* [ASSIGNMENT]:
What is needed is each line of the data below that holds the string "Target".

(Beginning of DATA SUPPLIED)

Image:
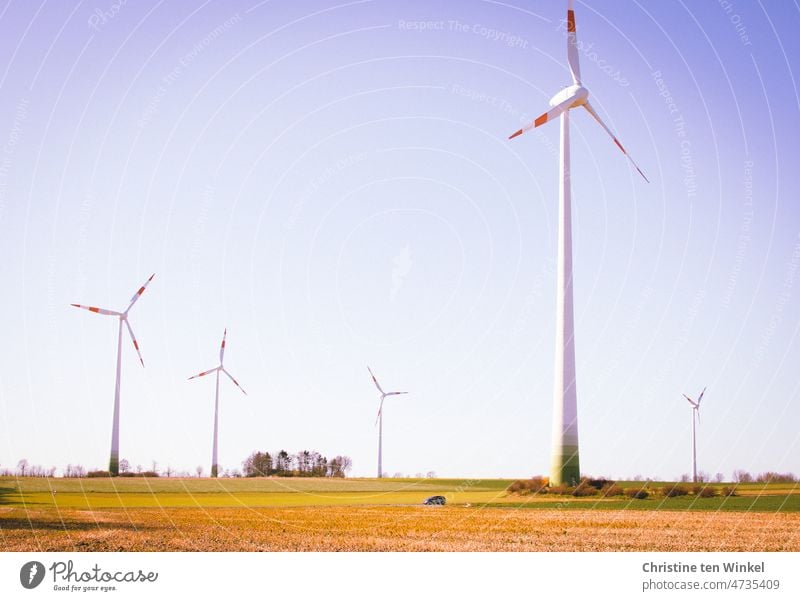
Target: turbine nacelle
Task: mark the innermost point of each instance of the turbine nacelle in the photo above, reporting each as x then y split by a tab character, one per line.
576	91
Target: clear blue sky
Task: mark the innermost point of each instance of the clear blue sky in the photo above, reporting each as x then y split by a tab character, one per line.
333	183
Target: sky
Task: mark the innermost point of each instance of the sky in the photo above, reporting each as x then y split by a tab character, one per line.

(End of DATA SUPPLIED)

* [RESULT FOR THIS TASK]:
Target: turbine nacelle
Target: clear blue sky
Target: sky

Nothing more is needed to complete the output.